# Start of GIVEN ENTRIES

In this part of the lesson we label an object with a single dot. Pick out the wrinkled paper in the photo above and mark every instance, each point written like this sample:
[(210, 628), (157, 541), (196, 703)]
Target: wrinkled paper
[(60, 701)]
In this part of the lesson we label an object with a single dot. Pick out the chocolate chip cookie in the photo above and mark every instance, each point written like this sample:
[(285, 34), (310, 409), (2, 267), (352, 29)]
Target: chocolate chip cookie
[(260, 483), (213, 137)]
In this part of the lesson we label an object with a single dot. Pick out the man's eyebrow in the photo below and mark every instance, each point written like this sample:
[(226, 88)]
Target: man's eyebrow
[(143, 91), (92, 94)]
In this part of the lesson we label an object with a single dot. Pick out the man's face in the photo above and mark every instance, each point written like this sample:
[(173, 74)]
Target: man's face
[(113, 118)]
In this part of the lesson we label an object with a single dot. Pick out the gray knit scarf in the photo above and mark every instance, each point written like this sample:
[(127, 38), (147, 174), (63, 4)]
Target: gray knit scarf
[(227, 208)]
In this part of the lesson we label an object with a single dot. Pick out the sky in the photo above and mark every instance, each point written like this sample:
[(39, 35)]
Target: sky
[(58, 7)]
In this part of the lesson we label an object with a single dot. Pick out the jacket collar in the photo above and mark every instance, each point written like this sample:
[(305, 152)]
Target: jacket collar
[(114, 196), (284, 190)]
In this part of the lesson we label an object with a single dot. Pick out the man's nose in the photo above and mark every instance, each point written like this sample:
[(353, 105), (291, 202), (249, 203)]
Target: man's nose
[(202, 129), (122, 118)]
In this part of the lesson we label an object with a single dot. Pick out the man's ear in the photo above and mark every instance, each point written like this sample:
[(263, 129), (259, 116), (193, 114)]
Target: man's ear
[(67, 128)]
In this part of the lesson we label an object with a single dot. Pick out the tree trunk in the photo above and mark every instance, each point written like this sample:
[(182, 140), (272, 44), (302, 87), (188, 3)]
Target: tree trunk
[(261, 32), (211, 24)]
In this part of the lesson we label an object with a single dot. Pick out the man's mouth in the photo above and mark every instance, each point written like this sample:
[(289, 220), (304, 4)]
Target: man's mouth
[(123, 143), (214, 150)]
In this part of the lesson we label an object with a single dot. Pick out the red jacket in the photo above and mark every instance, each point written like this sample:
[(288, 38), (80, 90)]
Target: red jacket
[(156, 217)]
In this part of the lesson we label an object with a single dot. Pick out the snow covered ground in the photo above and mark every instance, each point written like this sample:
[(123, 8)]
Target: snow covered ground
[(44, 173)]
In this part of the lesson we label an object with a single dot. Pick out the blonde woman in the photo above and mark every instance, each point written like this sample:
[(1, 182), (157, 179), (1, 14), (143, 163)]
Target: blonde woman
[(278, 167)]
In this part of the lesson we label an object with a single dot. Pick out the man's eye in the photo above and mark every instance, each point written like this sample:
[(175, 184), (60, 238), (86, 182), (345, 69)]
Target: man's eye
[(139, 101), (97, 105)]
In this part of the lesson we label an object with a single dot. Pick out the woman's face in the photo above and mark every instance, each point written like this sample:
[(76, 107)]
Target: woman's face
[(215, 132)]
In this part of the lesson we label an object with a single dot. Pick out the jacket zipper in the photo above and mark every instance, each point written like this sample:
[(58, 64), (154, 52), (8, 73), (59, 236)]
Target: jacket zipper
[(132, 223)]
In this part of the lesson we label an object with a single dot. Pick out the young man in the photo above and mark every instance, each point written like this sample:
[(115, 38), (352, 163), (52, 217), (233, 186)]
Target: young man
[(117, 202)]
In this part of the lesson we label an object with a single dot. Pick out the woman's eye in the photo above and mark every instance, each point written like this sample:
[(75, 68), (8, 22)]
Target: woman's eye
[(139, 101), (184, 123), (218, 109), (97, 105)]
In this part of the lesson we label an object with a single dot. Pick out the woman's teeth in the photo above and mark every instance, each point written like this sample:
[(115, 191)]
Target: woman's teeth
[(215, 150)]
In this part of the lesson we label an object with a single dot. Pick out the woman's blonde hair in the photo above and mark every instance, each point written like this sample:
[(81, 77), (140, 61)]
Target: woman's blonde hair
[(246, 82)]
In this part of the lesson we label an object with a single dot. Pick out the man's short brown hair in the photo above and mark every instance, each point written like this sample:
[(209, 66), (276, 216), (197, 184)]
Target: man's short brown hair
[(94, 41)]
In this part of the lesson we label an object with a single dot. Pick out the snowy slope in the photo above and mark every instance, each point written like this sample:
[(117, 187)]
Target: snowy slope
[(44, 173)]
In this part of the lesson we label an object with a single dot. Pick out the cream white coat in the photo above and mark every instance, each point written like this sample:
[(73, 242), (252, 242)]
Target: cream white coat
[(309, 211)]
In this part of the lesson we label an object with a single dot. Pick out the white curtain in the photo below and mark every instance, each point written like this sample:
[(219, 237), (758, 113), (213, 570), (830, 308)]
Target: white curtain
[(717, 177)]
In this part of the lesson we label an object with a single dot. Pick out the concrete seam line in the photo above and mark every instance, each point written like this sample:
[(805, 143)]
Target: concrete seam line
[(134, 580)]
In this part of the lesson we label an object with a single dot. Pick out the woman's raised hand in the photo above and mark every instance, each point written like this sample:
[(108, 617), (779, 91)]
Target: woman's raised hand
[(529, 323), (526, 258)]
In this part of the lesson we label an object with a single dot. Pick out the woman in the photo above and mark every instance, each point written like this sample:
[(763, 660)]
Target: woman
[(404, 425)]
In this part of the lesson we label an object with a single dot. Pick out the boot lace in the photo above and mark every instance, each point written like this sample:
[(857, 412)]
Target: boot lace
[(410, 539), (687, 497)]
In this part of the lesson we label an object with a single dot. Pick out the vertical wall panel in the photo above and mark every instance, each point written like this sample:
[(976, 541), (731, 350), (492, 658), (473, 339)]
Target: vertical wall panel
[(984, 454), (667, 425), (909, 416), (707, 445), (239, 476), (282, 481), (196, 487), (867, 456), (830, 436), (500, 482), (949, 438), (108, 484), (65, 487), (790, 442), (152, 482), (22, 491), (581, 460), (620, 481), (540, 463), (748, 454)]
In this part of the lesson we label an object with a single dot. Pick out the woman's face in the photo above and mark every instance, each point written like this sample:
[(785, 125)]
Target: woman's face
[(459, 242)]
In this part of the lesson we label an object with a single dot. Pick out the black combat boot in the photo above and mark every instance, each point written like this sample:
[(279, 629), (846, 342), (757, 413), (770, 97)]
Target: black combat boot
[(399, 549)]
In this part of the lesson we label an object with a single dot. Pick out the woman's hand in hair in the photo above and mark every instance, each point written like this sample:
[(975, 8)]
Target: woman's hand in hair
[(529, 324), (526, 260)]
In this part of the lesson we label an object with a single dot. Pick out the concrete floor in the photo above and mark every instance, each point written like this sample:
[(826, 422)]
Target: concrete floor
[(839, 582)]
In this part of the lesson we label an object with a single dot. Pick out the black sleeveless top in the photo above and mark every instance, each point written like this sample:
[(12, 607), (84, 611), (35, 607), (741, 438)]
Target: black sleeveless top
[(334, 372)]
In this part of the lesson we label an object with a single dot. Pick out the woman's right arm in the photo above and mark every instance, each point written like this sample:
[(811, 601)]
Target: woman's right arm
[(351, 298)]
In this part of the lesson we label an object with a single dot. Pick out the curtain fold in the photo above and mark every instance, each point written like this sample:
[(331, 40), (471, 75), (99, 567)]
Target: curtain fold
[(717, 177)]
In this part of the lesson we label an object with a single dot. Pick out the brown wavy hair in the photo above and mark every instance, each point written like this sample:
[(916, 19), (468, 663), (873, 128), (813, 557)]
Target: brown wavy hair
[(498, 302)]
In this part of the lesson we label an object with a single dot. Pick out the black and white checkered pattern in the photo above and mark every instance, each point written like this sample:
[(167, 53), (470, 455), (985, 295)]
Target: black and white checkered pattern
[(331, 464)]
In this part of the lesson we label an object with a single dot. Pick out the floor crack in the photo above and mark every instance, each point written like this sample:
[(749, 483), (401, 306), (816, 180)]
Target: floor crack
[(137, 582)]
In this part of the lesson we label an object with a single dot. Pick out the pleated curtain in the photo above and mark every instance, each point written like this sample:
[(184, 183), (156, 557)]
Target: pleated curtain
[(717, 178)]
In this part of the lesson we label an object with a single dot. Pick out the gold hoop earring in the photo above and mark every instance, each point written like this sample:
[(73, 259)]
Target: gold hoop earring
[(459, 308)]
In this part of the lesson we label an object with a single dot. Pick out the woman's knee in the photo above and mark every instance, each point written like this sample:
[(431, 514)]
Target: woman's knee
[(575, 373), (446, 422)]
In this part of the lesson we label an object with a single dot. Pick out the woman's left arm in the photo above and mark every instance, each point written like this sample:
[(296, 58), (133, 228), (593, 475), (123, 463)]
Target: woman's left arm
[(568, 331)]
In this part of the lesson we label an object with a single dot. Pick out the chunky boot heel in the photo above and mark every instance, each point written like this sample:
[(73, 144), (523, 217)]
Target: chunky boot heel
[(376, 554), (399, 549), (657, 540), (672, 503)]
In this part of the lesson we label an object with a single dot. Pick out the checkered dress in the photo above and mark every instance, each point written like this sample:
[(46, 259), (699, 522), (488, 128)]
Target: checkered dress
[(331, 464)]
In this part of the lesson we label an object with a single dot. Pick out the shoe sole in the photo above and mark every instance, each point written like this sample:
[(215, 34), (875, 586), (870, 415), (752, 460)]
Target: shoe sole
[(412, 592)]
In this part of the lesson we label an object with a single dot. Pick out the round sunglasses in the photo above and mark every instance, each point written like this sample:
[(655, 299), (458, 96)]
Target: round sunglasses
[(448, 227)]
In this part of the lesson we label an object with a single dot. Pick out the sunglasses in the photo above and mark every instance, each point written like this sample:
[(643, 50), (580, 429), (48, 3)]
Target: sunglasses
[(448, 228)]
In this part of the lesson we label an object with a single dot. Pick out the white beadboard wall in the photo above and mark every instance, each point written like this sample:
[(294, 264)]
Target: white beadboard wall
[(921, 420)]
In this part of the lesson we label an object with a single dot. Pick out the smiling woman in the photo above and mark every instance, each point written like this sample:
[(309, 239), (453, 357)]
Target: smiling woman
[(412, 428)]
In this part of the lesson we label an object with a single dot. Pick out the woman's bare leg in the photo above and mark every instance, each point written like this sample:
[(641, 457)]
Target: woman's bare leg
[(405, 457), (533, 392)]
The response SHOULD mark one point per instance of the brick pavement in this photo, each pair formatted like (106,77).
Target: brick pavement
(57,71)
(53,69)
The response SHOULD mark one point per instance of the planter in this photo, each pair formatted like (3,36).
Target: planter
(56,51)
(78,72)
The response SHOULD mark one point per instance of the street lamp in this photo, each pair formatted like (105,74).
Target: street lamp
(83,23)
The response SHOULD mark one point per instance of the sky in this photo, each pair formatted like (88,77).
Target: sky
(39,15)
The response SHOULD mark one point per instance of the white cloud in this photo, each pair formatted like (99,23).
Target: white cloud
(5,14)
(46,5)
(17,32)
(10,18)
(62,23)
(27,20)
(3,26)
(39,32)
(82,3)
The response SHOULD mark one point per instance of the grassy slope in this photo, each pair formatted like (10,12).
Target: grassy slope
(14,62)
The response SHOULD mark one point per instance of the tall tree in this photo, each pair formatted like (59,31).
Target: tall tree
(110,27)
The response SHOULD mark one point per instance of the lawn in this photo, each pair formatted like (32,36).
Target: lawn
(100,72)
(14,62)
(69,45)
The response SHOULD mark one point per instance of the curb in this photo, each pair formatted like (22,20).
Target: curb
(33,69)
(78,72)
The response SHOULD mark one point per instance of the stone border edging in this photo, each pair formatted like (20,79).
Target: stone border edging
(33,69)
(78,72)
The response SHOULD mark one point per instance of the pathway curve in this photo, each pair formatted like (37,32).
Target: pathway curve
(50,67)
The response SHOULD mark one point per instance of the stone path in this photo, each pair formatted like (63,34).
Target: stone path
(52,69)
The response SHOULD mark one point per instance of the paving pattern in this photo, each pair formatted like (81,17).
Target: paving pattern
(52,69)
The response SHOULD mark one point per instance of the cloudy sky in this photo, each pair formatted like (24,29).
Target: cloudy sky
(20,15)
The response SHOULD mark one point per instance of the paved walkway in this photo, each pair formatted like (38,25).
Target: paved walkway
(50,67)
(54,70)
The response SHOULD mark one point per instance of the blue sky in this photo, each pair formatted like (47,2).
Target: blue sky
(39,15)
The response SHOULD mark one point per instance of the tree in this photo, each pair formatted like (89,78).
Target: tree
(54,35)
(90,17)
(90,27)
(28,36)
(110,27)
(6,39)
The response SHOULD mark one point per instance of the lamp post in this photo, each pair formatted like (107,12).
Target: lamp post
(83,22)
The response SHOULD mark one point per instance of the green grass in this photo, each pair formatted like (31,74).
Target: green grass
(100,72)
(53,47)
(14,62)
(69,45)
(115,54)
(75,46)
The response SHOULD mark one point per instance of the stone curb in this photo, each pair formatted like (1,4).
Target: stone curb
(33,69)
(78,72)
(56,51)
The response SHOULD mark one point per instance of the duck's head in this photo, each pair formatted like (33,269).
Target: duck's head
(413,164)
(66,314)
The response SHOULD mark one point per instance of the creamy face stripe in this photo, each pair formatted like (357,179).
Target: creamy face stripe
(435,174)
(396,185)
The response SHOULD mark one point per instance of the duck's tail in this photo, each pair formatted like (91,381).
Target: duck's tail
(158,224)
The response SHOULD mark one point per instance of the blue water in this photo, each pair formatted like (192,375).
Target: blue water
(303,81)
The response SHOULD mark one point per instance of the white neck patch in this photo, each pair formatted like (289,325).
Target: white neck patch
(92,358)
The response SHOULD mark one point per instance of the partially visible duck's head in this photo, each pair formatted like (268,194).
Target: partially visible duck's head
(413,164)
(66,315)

# End of GIVEN ENTRIES

INSTRUCTIONS TO FOLLOW ▸ Arrange the lines from the start through the line containing "[(60, 701)]" as a JSON list of strings, one string per line, leaving out any blank lines.

WRITTEN ANSWER ▸
[
  "In this part of the lesson we label an object with a single dot. Pick out the wrinkled paper in the photo above and mark every instance, each point written like this sample:",
  "[(210, 628), (157, 541), (196, 703)]",
  "Target: wrinkled paper",
  "[(60, 701)]"
]